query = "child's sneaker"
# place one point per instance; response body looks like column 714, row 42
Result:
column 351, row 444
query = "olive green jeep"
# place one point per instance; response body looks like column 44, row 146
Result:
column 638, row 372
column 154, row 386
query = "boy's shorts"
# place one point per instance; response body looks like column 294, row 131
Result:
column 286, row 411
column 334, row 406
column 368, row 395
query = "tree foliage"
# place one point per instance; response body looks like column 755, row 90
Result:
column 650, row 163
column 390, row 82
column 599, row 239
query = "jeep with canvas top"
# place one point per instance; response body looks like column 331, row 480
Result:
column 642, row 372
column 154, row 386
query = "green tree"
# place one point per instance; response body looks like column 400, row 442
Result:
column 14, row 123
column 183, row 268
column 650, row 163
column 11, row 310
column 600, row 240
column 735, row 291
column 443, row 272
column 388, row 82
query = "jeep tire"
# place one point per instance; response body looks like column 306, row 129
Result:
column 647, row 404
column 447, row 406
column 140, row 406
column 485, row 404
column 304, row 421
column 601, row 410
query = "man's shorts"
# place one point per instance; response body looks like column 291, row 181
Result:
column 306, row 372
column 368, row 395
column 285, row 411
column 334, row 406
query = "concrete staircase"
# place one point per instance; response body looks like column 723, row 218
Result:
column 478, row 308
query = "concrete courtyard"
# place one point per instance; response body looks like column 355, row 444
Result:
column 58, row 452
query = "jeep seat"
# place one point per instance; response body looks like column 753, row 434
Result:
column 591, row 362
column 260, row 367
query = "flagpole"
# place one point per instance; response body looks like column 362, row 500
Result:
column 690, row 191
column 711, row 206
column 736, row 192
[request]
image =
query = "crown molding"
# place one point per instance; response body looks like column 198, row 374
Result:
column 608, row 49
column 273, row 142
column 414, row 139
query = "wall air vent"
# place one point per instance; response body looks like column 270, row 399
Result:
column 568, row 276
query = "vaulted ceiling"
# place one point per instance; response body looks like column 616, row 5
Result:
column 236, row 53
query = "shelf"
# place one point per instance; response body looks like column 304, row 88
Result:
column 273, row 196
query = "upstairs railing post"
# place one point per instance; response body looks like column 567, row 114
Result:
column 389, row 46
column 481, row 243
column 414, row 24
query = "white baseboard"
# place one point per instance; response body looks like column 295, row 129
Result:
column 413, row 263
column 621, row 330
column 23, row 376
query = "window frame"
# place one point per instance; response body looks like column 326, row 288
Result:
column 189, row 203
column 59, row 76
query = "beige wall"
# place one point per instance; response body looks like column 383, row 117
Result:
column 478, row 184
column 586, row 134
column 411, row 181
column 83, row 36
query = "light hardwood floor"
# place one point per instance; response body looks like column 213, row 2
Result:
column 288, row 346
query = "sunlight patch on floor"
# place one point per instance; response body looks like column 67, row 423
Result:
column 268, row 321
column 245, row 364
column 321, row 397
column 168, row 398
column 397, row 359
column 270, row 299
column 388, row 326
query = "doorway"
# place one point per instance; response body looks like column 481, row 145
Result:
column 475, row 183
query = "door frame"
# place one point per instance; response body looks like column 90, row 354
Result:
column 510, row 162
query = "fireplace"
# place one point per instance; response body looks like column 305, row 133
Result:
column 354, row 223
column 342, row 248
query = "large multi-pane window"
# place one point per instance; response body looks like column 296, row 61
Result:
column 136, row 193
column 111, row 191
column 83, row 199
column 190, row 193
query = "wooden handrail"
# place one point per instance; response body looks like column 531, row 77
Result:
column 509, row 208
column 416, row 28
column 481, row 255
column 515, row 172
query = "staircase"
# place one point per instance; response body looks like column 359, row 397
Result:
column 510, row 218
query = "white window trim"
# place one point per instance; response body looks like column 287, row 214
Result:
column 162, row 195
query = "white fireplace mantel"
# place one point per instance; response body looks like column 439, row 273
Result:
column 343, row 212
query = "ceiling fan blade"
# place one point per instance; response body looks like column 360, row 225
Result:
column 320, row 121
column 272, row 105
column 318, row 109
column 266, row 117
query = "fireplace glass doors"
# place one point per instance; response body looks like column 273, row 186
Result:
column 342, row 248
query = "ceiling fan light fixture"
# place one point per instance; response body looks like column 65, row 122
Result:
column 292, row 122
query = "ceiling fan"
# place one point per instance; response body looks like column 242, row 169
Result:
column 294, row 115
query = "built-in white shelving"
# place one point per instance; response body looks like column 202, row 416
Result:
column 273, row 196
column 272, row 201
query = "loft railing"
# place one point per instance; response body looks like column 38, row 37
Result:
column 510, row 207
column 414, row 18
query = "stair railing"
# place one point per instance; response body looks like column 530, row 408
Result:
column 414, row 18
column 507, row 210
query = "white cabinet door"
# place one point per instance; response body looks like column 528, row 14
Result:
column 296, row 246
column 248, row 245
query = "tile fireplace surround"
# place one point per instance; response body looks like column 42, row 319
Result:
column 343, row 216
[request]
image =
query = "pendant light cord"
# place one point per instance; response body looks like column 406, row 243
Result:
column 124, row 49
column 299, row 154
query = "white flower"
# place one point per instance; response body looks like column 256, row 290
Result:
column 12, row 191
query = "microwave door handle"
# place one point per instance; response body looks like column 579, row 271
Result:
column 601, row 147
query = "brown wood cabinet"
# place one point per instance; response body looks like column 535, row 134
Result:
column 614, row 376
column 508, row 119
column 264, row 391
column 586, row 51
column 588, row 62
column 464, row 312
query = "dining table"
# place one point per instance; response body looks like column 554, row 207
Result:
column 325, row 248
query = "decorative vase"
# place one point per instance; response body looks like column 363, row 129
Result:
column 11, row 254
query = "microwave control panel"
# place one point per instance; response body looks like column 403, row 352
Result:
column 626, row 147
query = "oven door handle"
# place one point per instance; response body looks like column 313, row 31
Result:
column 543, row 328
..........
Activity>
In the material above, find the lines that contain "window" and show them.

Output of the task>
query = "window frame"
query = "large multi-pane window"
query = "white window trim"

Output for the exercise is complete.